• [Stored data]
####

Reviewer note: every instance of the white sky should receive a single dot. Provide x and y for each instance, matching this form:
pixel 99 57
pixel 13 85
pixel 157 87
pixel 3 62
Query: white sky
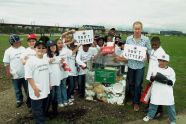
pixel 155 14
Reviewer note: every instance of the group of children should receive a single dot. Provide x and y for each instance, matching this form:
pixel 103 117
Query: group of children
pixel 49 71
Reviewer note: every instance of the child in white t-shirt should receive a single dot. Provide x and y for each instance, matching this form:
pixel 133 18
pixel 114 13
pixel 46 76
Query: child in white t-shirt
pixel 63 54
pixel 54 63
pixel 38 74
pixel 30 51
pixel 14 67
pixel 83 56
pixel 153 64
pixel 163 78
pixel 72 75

####

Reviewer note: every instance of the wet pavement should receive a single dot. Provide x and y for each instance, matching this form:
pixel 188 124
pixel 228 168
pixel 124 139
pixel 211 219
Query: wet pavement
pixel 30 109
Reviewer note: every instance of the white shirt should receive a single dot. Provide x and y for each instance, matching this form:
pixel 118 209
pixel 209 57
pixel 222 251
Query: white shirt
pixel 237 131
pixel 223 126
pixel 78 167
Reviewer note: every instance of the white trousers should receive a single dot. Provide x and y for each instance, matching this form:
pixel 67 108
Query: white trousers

####

• [What is required] Taking the entries above, restate exactly those lines that fall between the line with "pixel 211 219" and the line with "Query: white trousers", keeping both of those lines too.

• [Answer]
pixel 211 219
Query: wet pavement
pixel 30 109
Reviewer note: every instance of the white shirt should receive a single dot. Provide x and y for each instance, matching this form:
pixel 118 209
pixel 209 57
pixel 222 251
Query: white shirt
pixel 237 131
pixel 223 126
pixel 78 167
Reviewer note: every instance of the white trousers should receive a single dot. Provide x and y for each instance, matching this form:
pixel 67 108
Query: white trousers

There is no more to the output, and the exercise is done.